#### [Job]
Rewrite everything from the line containing "Identify the green" down to the line containing "296, 129, 307, 144", both included, offsetting each bounding-box coordinate by -42 and changing nothing else. Give only those lines of the records.

#### [The input]
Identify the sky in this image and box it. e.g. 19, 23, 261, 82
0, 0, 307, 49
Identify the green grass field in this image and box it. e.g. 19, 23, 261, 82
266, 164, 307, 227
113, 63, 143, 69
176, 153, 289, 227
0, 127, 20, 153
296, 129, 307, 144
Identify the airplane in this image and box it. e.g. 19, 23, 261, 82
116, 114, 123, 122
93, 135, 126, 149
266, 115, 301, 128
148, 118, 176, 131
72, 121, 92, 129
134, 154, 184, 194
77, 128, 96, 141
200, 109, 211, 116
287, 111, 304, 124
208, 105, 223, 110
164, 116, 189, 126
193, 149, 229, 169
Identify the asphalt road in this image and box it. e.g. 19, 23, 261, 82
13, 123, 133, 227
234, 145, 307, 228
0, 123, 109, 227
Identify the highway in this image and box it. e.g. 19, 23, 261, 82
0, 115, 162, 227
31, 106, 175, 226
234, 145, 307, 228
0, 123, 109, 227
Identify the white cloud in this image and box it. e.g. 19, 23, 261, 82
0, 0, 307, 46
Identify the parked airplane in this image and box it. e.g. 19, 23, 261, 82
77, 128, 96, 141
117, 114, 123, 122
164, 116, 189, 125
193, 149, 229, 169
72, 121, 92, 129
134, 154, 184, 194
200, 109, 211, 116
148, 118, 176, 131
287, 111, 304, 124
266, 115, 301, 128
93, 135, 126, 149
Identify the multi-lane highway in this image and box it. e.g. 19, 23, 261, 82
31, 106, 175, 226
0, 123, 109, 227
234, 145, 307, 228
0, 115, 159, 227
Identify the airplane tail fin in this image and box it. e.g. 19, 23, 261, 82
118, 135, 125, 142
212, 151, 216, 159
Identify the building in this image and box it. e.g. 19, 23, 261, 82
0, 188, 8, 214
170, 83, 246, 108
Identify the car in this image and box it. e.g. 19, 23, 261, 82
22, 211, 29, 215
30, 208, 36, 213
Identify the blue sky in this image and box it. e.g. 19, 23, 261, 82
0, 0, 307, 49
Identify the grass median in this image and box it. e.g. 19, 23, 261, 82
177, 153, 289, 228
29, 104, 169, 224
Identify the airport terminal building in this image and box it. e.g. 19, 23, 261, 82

#### [Solved problem]
Identify the green grass field in this image and box it. e.g. 19, 23, 261, 82
224, 122, 265, 185
71, 21, 101, 27
134, 111, 247, 185
-42, 85, -22, 111
254, 87, 265, 102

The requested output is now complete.